DATA FOR PROCESSING |
**********
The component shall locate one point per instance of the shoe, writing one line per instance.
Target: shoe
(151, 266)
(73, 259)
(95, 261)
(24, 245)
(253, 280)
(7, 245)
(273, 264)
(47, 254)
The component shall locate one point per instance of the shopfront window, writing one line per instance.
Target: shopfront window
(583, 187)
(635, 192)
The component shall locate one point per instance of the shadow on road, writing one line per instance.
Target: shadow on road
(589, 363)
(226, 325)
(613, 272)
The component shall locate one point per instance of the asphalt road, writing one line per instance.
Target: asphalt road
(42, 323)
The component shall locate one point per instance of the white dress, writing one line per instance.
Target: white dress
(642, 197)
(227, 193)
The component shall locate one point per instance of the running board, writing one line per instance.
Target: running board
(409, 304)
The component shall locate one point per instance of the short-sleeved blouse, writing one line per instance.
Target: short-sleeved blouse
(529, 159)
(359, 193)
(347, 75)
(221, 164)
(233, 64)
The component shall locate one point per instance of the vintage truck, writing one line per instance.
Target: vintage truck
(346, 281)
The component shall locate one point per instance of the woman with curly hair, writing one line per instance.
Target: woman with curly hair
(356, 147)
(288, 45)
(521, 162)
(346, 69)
**********
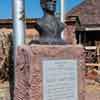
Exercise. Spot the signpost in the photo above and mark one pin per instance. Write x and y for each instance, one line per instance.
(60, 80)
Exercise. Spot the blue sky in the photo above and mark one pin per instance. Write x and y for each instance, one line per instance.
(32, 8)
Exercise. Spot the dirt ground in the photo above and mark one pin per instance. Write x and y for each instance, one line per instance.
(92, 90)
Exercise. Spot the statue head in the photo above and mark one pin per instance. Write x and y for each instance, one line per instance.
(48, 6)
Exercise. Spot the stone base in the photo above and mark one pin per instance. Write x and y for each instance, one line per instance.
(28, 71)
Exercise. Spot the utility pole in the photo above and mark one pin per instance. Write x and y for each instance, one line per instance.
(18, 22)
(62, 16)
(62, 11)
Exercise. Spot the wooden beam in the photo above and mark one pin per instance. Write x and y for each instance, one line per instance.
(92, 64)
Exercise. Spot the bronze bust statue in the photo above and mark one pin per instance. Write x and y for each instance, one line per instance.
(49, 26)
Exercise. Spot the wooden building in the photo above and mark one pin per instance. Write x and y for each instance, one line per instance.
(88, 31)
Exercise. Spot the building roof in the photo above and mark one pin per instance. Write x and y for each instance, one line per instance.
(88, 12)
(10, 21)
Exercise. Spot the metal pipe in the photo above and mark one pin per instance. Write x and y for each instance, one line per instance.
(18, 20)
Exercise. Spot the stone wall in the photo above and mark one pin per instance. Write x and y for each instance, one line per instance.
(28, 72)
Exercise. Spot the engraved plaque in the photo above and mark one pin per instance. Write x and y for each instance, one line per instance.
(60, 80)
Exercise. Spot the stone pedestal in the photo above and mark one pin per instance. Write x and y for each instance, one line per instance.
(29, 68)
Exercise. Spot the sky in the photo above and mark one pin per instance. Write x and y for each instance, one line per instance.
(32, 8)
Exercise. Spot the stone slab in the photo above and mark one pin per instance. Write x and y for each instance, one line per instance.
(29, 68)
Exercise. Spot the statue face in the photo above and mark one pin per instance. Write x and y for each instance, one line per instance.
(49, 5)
**********
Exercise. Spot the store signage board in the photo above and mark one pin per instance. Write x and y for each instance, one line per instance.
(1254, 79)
**********
EXERCISE DIRECTIONS | Of the entries above, repeat exactly the lines from the line with "shoe, writing one line per instance." through the line with "The component shall locate one point per instance of the woman", both of them included.

OUTPUT FOR THIS EXERCISE |
The component shall locate one point per instance of the shoe, writing one line per instance.
Target: shoe
(151, 266)
(73, 259)
(95, 261)
(24, 245)
(253, 280)
(7, 245)
(273, 264)
(47, 254)
The component shall locate one point per instance of the shopfront window, writing one line per instance.
Target: shopfront window
(583, 187)
(635, 192)
The component shall locate one point per instance of the shadow on road, writing one line per instance.
Target: shadow on road
(589, 363)
(226, 325)
(613, 272)
The component shall locate one point per instance of the asphalt road, writing one line per instance.
Target: asphalt road
(42, 323)
The component shall locate one point per instance of the white dress, writing one line per instance.
Target: white dress
(642, 197)
(227, 193)
The component shall locate one point per instance of the running board, writing one line per instance.
Target: running board
(409, 304)
The component shall locate one point per instance of the short-sleeved blouse, writing one line per instance.
Target: short-sleeved blouse
(529, 159)
(359, 193)
(347, 75)
(221, 164)
(233, 64)
The component shall locate one point per instance of the vintage truck, writing one line per instance.
Target: vintage truck
(346, 281)
The component shall locate one point per instance of the woman with curly hair, writing one line per instance.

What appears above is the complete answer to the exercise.